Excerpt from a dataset
━━━━━━━━━━━━━━━━

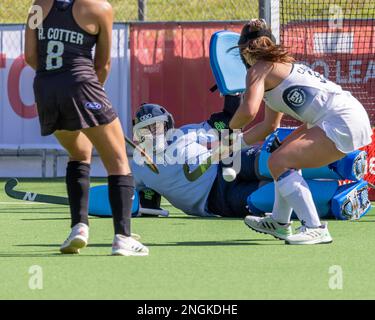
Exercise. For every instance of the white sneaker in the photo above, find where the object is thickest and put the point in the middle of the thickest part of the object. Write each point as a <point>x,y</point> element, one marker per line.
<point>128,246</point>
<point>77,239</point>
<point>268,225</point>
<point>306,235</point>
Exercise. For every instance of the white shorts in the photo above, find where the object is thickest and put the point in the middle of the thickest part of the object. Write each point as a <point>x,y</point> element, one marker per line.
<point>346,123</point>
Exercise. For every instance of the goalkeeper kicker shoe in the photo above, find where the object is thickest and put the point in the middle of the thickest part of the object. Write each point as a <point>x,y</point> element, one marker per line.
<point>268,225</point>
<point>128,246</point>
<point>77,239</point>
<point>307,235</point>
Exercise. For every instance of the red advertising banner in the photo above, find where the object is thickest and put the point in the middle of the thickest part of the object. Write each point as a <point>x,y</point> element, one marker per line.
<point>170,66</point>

━━━━━━━━━━━━━━━━

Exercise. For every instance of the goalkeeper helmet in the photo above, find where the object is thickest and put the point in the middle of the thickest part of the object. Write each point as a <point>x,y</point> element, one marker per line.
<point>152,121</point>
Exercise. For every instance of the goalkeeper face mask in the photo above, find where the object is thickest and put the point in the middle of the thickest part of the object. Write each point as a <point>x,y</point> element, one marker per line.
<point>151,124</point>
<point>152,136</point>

━━━━━━━━━━━━━━━━

What to do: Reproduce the stretch from the line containing "Exercise. For every instance of the goalkeeper face" through the line containing "<point>152,136</point>", replacing "face mask" with "protective mask" and leaving everything else unchanged.

Response:
Exercise. For every instance of the goalkeeper protective mask in the photo above, find where the object is thickest and put the point in the middle of the thickest part of the object. Write each point as a <point>x,y</point> element, one marker per line.
<point>151,124</point>
<point>152,136</point>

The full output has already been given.